▶ [TEXT SECTION]
____

My review of Greg Egan's Incandescence is out this month in the Australian Book Review. Here is the opening paragraph:
What do you do when you can live for thousands of years, travel nearly everywhere you wish in the galaxy, and customise your environment and your body to be exactly the way you like? When there is no risk of starvation, injury or disease? When your back-up simply takes over when, for some reason, you die? What do you do when the whole universe is your playground and you’re just plain bored?
Greg, if you're out there, I think I am nearly brave enough to want to know your reactions .......
Tuesday, March 24, 2009
Monday, March 16, 2009
I love the occasional synergies between teaching and research .... this morning I'm revising a lecture on international heritage charters and conventions. This reminds me that I have been intending for some time to make a charter for space heritage, and also that in untangling natural and cultural heritage values in space, I should keep in mind the World Heritage concept of "mixed" properties - those inscribed for outstanding natural and cultural values, Kakadu National Park being the exemplar. I'm not saying that the idea of "mixed" values is the ideal solution, merely that this is how it is currently thought of at the international level, so I should explore it a bit further. All sorts of cultural landscape issues here, needless to say, and I should also pursue an old idea, that outstanding universal value presupposes an external observer.

____

▶ [EXERCISE DIRECTIONS] Copy the stretch of the blog text from "Tuesday, March 24, 2009" through "an external observer.", putting "seminar" in place of "lecture".

▶ [DATA UNDER STUDY]

____

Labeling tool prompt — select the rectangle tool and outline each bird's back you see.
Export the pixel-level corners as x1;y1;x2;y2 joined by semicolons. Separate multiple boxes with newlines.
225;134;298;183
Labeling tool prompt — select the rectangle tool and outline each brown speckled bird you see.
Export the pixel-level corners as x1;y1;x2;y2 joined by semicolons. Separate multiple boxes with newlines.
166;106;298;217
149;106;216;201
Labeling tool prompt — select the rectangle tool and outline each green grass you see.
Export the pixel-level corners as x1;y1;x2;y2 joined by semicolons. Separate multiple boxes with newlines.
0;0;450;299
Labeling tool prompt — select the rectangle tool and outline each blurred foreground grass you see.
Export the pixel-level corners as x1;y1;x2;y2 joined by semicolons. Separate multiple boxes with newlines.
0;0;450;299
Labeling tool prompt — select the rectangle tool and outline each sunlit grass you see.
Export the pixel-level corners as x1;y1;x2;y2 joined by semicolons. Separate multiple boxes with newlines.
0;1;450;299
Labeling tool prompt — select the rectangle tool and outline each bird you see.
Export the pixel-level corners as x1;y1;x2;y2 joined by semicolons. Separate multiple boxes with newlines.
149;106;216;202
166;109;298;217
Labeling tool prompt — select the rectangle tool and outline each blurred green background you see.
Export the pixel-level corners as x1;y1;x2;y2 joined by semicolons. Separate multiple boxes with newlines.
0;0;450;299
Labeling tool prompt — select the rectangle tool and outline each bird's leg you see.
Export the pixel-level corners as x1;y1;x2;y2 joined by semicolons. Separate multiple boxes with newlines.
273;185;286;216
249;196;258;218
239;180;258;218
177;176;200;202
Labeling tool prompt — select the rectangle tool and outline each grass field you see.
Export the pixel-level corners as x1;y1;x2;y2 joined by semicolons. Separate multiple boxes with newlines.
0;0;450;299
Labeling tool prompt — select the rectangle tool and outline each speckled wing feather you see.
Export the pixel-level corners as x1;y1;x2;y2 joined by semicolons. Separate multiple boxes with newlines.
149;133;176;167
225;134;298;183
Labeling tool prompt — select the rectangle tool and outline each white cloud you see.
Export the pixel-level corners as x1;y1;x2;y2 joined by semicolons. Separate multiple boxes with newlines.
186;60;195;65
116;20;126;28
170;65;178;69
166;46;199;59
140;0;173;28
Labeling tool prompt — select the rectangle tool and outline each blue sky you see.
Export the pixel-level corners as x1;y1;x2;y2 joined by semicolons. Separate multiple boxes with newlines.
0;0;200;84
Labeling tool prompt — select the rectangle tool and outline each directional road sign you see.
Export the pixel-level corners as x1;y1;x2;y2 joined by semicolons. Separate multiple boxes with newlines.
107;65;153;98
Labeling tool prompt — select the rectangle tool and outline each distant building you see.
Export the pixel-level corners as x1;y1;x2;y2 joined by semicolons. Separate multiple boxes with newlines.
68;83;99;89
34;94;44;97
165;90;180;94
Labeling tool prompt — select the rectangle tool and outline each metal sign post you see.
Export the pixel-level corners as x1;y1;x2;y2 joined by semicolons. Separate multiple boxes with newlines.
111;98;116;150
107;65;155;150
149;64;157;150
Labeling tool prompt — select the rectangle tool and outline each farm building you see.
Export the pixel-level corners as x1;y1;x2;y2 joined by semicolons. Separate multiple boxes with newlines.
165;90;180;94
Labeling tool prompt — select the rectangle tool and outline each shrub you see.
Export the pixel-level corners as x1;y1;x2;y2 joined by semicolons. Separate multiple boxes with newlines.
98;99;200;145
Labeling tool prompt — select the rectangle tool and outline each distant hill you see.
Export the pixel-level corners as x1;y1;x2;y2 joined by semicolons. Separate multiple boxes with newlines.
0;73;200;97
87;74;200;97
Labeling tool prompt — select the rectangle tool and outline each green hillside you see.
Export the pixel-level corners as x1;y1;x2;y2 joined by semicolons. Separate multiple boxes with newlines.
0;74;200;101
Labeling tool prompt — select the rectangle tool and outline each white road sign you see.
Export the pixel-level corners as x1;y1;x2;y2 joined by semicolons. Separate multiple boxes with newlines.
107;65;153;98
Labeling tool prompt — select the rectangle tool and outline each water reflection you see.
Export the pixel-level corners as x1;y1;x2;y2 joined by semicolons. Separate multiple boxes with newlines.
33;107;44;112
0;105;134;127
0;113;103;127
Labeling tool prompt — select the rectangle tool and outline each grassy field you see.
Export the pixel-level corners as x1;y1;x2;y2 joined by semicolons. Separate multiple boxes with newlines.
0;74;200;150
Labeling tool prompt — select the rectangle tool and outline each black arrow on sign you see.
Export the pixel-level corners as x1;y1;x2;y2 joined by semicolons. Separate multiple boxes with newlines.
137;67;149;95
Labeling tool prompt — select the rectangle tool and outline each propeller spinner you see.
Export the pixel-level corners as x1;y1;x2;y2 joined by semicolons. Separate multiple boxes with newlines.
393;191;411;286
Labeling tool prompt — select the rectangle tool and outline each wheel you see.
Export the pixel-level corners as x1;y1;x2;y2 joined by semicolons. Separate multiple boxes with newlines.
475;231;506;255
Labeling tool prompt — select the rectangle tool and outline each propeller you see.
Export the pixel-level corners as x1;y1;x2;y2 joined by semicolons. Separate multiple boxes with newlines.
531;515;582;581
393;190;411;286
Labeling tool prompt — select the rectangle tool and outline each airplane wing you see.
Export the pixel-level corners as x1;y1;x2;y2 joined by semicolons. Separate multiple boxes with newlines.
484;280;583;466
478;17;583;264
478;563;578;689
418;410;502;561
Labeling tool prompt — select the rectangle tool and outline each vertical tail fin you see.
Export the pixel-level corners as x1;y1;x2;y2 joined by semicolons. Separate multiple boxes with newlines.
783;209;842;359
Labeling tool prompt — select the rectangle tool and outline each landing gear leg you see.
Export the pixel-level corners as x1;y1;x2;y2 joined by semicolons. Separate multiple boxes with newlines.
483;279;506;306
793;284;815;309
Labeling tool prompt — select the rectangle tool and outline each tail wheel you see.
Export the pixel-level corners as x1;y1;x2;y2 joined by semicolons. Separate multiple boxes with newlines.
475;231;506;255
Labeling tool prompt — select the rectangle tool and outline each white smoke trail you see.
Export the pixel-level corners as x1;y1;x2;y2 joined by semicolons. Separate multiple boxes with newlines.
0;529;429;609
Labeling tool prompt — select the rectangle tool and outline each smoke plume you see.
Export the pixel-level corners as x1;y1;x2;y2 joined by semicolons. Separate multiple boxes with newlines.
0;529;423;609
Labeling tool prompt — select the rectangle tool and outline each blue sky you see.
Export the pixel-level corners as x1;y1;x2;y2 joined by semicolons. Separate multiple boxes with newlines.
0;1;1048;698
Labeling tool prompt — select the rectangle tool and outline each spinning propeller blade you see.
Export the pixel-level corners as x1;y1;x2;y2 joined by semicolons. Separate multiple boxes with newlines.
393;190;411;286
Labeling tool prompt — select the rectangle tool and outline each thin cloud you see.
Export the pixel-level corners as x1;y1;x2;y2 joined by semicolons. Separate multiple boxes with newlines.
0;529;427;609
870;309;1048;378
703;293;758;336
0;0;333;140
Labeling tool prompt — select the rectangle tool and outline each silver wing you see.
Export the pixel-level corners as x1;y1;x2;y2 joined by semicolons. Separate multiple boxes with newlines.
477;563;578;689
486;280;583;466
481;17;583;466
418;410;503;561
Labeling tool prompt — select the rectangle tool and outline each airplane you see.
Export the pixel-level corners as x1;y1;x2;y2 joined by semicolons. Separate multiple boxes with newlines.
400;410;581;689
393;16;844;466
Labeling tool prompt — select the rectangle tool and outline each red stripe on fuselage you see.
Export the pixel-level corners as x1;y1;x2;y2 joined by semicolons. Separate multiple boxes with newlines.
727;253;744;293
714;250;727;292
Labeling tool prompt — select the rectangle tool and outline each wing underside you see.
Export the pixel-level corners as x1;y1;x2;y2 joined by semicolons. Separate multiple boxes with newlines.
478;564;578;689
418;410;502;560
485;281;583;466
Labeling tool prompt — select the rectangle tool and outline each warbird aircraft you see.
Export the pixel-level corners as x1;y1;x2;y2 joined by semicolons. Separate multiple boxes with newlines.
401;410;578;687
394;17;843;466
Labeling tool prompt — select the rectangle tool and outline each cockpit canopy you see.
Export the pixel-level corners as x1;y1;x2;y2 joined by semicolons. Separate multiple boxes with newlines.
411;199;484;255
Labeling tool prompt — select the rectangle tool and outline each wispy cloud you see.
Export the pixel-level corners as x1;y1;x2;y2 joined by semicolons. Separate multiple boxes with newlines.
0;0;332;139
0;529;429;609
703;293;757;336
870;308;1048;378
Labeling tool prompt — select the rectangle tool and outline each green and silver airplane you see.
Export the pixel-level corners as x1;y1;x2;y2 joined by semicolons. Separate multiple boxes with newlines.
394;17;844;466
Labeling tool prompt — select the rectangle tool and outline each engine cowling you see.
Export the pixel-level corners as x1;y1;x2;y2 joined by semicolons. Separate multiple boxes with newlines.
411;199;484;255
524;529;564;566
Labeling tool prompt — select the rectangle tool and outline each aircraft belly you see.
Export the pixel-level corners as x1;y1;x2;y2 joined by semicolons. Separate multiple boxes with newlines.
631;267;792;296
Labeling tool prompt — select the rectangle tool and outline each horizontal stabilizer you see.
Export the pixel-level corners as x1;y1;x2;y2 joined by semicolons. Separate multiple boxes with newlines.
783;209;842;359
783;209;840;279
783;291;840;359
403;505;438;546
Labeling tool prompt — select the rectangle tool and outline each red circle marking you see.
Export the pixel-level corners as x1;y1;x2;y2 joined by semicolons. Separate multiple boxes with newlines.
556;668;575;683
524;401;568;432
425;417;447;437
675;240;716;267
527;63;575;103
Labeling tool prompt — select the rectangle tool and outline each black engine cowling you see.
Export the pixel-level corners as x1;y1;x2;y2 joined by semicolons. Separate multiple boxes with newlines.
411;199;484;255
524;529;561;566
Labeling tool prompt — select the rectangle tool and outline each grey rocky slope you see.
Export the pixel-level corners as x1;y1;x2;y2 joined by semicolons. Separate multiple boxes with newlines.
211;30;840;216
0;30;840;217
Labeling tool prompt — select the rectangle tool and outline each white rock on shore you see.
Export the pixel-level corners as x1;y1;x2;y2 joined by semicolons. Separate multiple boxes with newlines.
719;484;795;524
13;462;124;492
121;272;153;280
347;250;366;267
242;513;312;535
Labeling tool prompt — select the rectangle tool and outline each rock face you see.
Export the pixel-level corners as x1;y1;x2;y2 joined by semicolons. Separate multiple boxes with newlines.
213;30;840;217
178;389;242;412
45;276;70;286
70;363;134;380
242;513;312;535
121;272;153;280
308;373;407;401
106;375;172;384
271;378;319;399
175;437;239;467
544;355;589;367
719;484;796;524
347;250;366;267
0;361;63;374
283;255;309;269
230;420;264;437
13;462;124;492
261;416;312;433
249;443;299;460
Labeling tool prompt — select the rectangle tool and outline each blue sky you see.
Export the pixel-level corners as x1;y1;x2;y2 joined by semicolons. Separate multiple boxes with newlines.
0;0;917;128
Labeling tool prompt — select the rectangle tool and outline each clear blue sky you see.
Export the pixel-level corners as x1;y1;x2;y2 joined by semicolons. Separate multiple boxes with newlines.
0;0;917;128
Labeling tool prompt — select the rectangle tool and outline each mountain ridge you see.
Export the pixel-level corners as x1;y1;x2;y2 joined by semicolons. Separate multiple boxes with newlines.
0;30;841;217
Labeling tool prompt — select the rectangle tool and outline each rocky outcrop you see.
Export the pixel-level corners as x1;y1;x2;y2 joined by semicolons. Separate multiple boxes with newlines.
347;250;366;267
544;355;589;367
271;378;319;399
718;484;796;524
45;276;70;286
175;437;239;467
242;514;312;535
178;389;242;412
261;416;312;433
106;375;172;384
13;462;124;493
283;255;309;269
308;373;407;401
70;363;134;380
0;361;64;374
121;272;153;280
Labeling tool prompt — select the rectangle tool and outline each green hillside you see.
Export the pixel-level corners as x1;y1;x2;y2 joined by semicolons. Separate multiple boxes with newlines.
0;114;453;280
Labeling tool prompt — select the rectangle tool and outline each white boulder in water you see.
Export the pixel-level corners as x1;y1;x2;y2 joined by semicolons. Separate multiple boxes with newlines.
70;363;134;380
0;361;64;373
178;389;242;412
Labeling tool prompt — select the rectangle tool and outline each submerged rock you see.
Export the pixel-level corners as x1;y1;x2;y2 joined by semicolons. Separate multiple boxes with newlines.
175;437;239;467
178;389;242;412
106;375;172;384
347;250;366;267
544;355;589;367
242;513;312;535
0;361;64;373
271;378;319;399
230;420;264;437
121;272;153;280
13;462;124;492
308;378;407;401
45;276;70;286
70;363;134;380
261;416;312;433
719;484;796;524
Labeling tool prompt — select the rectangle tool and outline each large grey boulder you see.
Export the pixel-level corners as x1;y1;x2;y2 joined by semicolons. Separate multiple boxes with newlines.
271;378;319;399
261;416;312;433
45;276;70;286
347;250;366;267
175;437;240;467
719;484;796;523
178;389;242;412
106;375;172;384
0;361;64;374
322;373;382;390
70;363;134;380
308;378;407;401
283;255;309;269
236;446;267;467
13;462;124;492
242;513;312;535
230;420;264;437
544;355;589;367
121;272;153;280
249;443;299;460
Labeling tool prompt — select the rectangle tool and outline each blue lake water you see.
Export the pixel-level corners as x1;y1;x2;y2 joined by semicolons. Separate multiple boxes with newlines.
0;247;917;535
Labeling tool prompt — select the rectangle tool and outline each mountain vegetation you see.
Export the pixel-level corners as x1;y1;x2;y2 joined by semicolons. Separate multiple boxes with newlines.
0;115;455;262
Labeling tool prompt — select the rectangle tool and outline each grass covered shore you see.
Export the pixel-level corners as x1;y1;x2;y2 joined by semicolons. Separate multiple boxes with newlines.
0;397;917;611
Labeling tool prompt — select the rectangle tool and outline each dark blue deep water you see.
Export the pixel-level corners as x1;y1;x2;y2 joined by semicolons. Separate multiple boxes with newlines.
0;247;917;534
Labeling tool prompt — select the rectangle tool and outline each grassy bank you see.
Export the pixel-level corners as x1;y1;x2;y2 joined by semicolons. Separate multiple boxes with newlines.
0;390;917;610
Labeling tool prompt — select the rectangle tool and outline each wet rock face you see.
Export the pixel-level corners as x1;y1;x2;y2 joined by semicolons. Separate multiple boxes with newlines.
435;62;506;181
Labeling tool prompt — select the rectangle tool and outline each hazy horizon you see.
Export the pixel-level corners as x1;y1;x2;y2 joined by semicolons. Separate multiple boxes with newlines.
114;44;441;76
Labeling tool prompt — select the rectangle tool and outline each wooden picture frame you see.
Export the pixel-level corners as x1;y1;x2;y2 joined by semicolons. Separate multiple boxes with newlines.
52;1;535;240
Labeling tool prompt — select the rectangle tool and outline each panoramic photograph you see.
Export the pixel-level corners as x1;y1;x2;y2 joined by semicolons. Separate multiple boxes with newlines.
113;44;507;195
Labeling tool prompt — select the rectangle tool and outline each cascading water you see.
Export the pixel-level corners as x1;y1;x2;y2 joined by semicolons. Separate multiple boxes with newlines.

____

▶ [EXERCISE ANSWER]
Tuesday, March 24, 2009
Monday, March 16, 2009
I love the occasional synergies between teaching and research .... this morning I'm revising a seminar on international heritage charters and conventions. This reminds me that I have been intending for some time to make a charter for space heritage, and also that in untangling natural and cultural heritage values in space, I should keep in mind the World Heritage concept of "mixed" properties - those inscribed for outstanding natural and cultural values, Kakadu National Park being the exemplar. I'm not saying that the idea of "mixed" values is the ideal solution, merely that this is how it is currently thought of at the international level, so I should explore it a bit further. All sorts of cultural landscape issues here, needless to say, and I should also pursue an old idea, that outstanding universal value presupposes an external observer.